(Exercice court 1):
Renvoyez le passage de l'article sur le DRS et la CIA qui commence aux mots « Mais, en réalité » et s'arrête après les mots « de sécurité algériens. ».

Lutte conte le terrorisme/ Les liaisons dangereuses entre le DRS et la CIA

Redaction

Depuis une quinzaine d’années, l’anthropologue britannique Jeremy Keenan, professeur à l’université de Londres, soutient une thèse originale : l’Algérie serait le principal allié de la puissance américaine sur le continent africain, et cette relation privilégiée servirait les intérêts énergétiques de Washington dans la région, en légitimant la présence militaire US sur le sol africain, dans les régions riches en ressources naturelles notamment, et en mettant sans cesse en avant le prétexte de la lutte contre la menace terroriste.

Un impérialisme américain soutenu par Alger ?

Ce ne sont évidemment pas les accusations portées à l’encontre de l’impérialisme américain qui font l’originalité de la thèse. Il est en effet bien difficile de nier la dimension impérialiste du pouvoir militaire américain. Le chercheur Lutz, dans un article intitulé « The bases of empire : the global struggle against US military posts », paru en 2009, montre la vaste étendue de la présence militaire américaine dans le monde : d’après les chiffres, minimisés de surcroît, du département américain de la Défense, ce sont 190,000 hommes et 115,000 militaires qui étaient déployées dans 909 bases, et ce dans 46 pays différents en 2007.

Ce n’est pas non plus le lien entre cette forte présence militaire, associée à la « guerre contre le terrorisme », et les intérêts énergétiques américains, qui peut étonner le lecteur assidu d’Algérie-Focus, tant l’on sait depuis des années que la politique militaire américaine sert bien plus les positions stratégiques de Washington qu’elle ne cherche à régler les problèmes économiques ou humanitaires des régions au sein desquelles elle a une influence. En ce qui concerne l’Afrique, c’est le rapport Cheney, établi en 2001 par le vice-président de Georges W. Bush, qui révélait l’importance future de l’Afrique pour son offre de pétrole, notamment dans les régions du golfe de Guinée, alors que le fils Bush avait fait de la sécurité énergétique l’une des priorités principales des américains lors de son élection en 2000.

Mais, en réalité ce sont les fortes suspicions qui pèsent à l’égard de la politique sécuritaire d’Alger qui sont surprenantes. Non seulement celle-ci est accusée par Keenan d’être fortement associée à celle mise en œuvre par Washington, ce qui pourrait être légitime, après tout chacun choisit ses alliés, même si ces choix sont en contradiction avec la tradition anti-impérialiste algérienne et toute l’histoire d’un pays qui s’est forgé sur l’honneur de son non-alignement et de sa guerre d’indépendance. Mais, de plus, ce sont les basses manœuvres de cette politique ‘sécuritaire’ qui sont montrées du doigt par l’anthropologue britannique, qui cherche à prouver que, dans bien des cas, la ‘menace terroriste’ a été fabriquée de toutes pièces par les services de sécurité algériens.

La politique du DRS remise en cause

La thèse de Jeremy Keenan prend évidemment des allures complotistes, tant elle suspecte le DRS algérien d’avoir une implication directe dans certains des attentats terroristes ayant eu lieu ces dernières années en Afrique du Nord.

(Entrées d'un jeu de données):

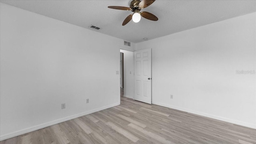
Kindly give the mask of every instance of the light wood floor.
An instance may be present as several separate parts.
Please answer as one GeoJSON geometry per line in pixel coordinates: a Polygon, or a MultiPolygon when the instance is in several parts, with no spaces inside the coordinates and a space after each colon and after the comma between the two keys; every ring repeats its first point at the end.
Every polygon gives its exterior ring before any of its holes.
{"type": "Polygon", "coordinates": [[[121,102],[0,144],[256,144],[255,129],[122,97],[121,102]]]}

(Exercice court 2):
Recopiez telles quelles toutes les lignes des entrées ci-dessus, s'il vous plaît, en laissant les images hors de votre réponse.

(Réponse écrite 1):
Mais, en réalité ce sont les fortes suspicions qui pèsent à l’égard de la politique sécuritaire d’Alger qui sont surprenantes. Non seulement celle-ci est accusée par Keenan d’être fortement associée à celle mise en œuvre par Washington, ce qui pourrait être légitime, après tout chacun choisit ses alliés, même si ces choix sont en contradiction avec la tradition anti-impérialiste algérienne et toute l’histoire d’un pays qui s’est forgé sur l’honneur de son non-alignement et de sa guerre d’indépendance. Mais, de plus, ce sont les basses manœuvres de cette politique ‘sécuritaire’ qui sont montrées du doigt par l’anthropologue britannique, qui cherche à prouver que, dans bien des cas, la ‘menace terroriste’ a été fabriquée de toutes pièces par les services de sécurité algériens.

(Réponse écrite 2):
Kindly give the mask of every instance of the light wood floor.
An instance may be present as several separate parts.
Please answer as one GeoJSON geometry per line in pixel coordinates: a Polygon, or a MultiPolygon when the instance is in several parts, with no spaces inside the coordinates and a space after each colon and after the comma between the two keys; every ring repeats its first point at the end.
Every polygon gives its exterior ring before any of its holes.
{"type": "Polygon", "coordinates": [[[121,102],[0,144],[256,144],[255,129],[122,97],[121,102]]]}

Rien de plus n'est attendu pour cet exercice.